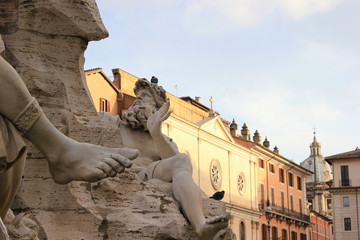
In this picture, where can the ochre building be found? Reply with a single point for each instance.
(264, 191)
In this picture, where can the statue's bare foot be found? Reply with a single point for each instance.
(212, 226)
(87, 162)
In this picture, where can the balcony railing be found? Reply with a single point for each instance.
(290, 213)
(344, 182)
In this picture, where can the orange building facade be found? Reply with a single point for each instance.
(281, 192)
(265, 192)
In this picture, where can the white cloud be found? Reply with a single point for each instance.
(208, 14)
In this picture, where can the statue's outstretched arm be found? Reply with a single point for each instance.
(165, 146)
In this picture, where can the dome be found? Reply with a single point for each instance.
(316, 163)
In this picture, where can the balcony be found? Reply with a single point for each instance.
(344, 182)
(285, 212)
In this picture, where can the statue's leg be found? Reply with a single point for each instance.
(178, 170)
(9, 183)
(68, 159)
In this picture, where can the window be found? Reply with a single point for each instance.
(242, 231)
(302, 236)
(274, 233)
(261, 163)
(273, 196)
(262, 192)
(271, 168)
(345, 175)
(328, 203)
(282, 199)
(264, 232)
(291, 183)
(104, 105)
(284, 234)
(299, 183)
(281, 175)
(347, 224)
(215, 174)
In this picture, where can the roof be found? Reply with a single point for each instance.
(346, 155)
(195, 103)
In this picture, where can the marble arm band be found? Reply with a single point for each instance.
(28, 116)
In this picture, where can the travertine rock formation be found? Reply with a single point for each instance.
(45, 41)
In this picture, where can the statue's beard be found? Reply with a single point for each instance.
(137, 115)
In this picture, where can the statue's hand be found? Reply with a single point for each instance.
(154, 121)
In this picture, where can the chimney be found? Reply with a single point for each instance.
(257, 137)
(245, 132)
(233, 128)
(117, 78)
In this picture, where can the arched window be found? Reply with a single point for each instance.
(284, 234)
(242, 231)
(264, 232)
(215, 174)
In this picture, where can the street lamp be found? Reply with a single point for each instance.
(268, 217)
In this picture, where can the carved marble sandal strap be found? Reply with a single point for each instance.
(28, 116)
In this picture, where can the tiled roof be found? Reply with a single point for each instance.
(346, 155)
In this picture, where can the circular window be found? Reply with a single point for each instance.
(241, 183)
(215, 174)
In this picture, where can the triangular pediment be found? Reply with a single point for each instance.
(215, 127)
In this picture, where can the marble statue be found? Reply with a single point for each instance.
(68, 160)
(141, 129)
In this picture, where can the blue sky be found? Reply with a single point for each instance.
(282, 66)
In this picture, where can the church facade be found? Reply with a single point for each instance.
(223, 160)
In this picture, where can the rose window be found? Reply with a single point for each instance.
(215, 174)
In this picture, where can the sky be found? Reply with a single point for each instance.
(283, 67)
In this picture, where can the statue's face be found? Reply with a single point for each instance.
(143, 107)
(145, 97)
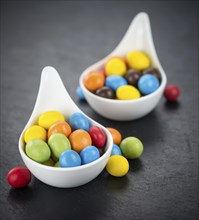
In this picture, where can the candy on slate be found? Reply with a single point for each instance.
(116, 150)
(60, 127)
(49, 118)
(127, 92)
(171, 92)
(79, 121)
(98, 136)
(148, 83)
(138, 60)
(35, 132)
(69, 158)
(58, 143)
(117, 166)
(115, 66)
(38, 150)
(105, 92)
(131, 147)
(94, 81)
(80, 139)
(19, 177)
(89, 154)
(116, 135)
(114, 82)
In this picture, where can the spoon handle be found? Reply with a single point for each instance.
(52, 95)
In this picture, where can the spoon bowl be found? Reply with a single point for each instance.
(52, 95)
(137, 37)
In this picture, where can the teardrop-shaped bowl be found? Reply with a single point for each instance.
(52, 95)
(137, 37)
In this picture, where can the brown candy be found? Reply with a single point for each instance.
(106, 92)
(132, 77)
(153, 71)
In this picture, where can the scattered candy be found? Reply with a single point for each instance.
(171, 93)
(19, 177)
(117, 166)
(116, 150)
(148, 83)
(131, 147)
(89, 154)
(69, 158)
(38, 150)
(49, 118)
(58, 143)
(80, 93)
(127, 92)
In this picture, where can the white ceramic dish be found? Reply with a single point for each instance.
(137, 37)
(52, 95)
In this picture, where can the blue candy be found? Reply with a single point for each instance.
(79, 121)
(148, 84)
(116, 150)
(114, 82)
(89, 154)
(69, 158)
(80, 93)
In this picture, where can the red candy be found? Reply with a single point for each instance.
(98, 137)
(171, 93)
(19, 177)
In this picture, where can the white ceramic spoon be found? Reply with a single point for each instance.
(137, 37)
(52, 95)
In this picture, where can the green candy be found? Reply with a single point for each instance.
(131, 147)
(58, 143)
(38, 150)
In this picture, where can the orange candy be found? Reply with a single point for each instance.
(94, 81)
(116, 135)
(60, 127)
(80, 139)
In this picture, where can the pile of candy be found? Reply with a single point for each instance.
(124, 78)
(123, 149)
(59, 143)
(56, 142)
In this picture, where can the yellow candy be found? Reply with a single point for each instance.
(115, 66)
(127, 92)
(117, 166)
(49, 118)
(35, 132)
(138, 60)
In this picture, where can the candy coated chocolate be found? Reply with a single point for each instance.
(132, 77)
(153, 71)
(106, 92)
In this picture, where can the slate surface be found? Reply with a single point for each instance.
(163, 183)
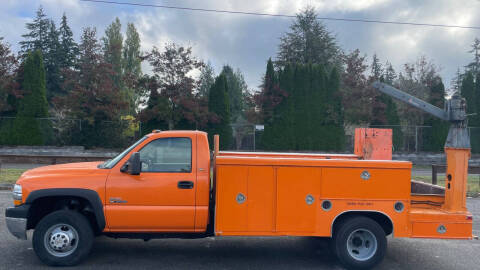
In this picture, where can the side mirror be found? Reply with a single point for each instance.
(133, 166)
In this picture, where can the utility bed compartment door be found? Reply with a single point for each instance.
(245, 199)
(296, 212)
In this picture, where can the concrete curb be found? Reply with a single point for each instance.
(6, 186)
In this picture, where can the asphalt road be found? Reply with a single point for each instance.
(245, 253)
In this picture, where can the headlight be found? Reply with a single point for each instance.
(17, 192)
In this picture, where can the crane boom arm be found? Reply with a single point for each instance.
(409, 99)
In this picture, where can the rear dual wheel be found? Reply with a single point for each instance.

##########

* Task to carry out *
Take the entries shown above and quote them verbatim, passing over the pictures.

* Answer in full *
In this picture, where can the ochre building be found? Reply with a single point for each instance.
(264, 191)
In this picture, where can the statue's bare foot be found? Reply with a single point for each instance.
(212, 226)
(87, 162)
In this picture, where can the balcony railing be found? Reply with a single point for each instance.
(290, 213)
(344, 182)
In this picture, where can the orange building facade be found? Reply with a single point for each instance.
(281, 192)
(265, 192)
In this picture, where can the white cloud be found? Reply with a single point for each instance.
(208, 14)
In this picture, where can the statue's outstretched arm be found? Reply with a single point for each instance.
(165, 146)
In this picture, where can the dome be found? Reply with a single point for each instance.
(316, 163)
In this picture, where can the balcony be found? Reply with a single point for each instance.
(344, 182)
(285, 212)
In this picture, where can the statue's leg be found? Reply with a single point for each instance.
(178, 170)
(9, 183)
(68, 159)
In this picture, where can the window be found? Reply with a single point for each instance.
(242, 231)
(302, 236)
(274, 233)
(261, 163)
(273, 196)
(262, 192)
(271, 168)
(345, 175)
(328, 203)
(282, 199)
(264, 232)
(291, 183)
(104, 105)
(284, 234)
(299, 183)
(281, 175)
(347, 224)
(215, 174)
In this picture, where can the roof be found? Reply with a single point for each instance.
(346, 155)
(195, 103)
In this picture, where can the marble arm band be found? Reply with a single point for each instance.
(28, 116)
In this picture, where can the travertine rock formation be found? Reply with a single point for each instance.
(45, 41)
In this picture, where can the statue's beard be found? Reply with a single point for each instance.
(137, 115)
In this picture, where can the statue's hand be found? Reply with a single point for each instance.
(154, 121)
In this picture, where can the chimney be found? Reply with a single point for each instance.
(257, 137)
(245, 132)
(233, 128)
(117, 78)
In this picture, where can the arched window be found? Reply with a single point for each instance.
(284, 234)
(242, 231)
(264, 232)
(215, 174)
In this picture, where can the street lamp be found? Reply with a single point for each instance.
(268, 217)
In this picture, where can the carved marble sandal strap be found? Reply with a single point for each instance.
(28, 116)
In this picture, where can the tiled roof be found? Reply with a single point for each instance.
(346, 155)
In this picture, where can the circular window be found? Reply with a single point for each instance.
(241, 183)
(215, 174)
In this picture, where can the triangular pediment be found? Reply with a single point for each instance.
(215, 127)
In this picture, where can the marble statue be found? Reply with a single point for each instance.
(68, 160)
(141, 129)
In this picture, where can the blue sky be found? Reply with a single point for each instance.
(282, 66)
In this picture, where can the church facade be found? Reply with a single point for each instance.
(223, 160)
In this picture, where can the rose window be found? Reply with a single point for each instance.
(215, 174)
In this picture, where can the sky be found? Reply with a single point for each instance.
(283, 67)
In this picture, where can the statue's face be found? Reply with a single point for each instance.
(143, 107)
(145, 97)
In this picture, where can the candy on slate be found? Reply with a single point for each instance.
(116, 150)
(60, 127)
(49, 118)
(127, 92)
(171, 92)
(79, 121)
(98, 136)
(148, 83)
(138, 60)
(35, 132)
(69, 158)
(58, 143)
(117, 166)
(115, 66)
(38, 150)
(105, 92)
(131, 147)
(94, 81)
(80, 139)
(19, 177)
(89, 154)
(116, 135)
(114, 82)
In this picture, where can the spoon handle be found? Reply with a single point for each instance.
(52, 95)
In this picture, where can the spoon bowl be found? Reply with a single point for each instance.
(52, 95)
(137, 37)
In this picture, where can the teardrop-shaped bowl be found? Reply with a single point for each instance.
(52, 95)
(137, 37)
In this picture, where can the brown candy be found? Reply with a single point for each instance.
(106, 92)
(132, 77)
(153, 71)
In this picture, where can the scattered candy be found? Reply with a single point for each instance.
(171, 93)
(19, 177)
(117, 166)
(116, 150)
(148, 83)
(131, 147)
(89, 154)
(69, 158)
(38, 150)
(49, 118)
(58, 143)
(80, 93)
(127, 92)
In this picture, where can the white ceramic dish be found? Reply with a single point for each instance.
(137, 37)
(52, 95)
In this picture, where can the blue candy be found? Reply with a single point for each instance.
(79, 121)
(148, 84)
(116, 150)
(114, 82)
(89, 154)
(69, 158)
(80, 93)
In this picture, where can the red candy be found? Reply with a single point for each instance.
(98, 137)
(171, 93)
(19, 177)
In this picture, where can the white ceramic spoon be found? Reply with a single point for each instance.
(137, 37)
(52, 95)
In this picture, where can the green candy be found? Reply with a single point for each instance.
(131, 147)
(58, 143)
(38, 150)
In this picture, where can the orange candy be found? Reply with a single point for each instance.
(94, 81)
(116, 135)
(60, 127)
(80, 139)
In this picture, where can the pile of candy be found? Reply with a single point for each instance.
(124, 78)
(123, 149)
(59, 143)
(56, 142)
In this picture, where can the yellow candy be found? Reply with a single point for each instance.
(115, 66)
(127, 92)
(117, 166)
(49, 118)
(35, 132)
(138, 60)
In this picture, where can the candy coated chocolate be found? Reply with a single point for each instance.
(132, 77)
(153, 71)
(106, 92)
In this picture, where can the slate surface be found? Reply with a single point for each instance.
(163, 183)
In this picture, where can the side mirror be found? Reply with a single point for each instance.
(133, 166)
In this picture, where can the utility bed compartment door be found? Reply with a single point for each instance.
(245, 199)
(296, 212)
In this picture, where can the concrete curb be found? Reply with a single point for each instance.
(6, 186)
In this picture, where can the asphalt road be found? Reply with a single point for each instance.
(245, 253)
In this picture, where can the headlight be found? Reply with a single point for each instance.
(17, 192)
In this picture, where can the crane boom arm be found? Reply with a single point for each instance.
(409, 99)
In this picture, where can the rear dual wheel be found? Reply with a single point for each instance.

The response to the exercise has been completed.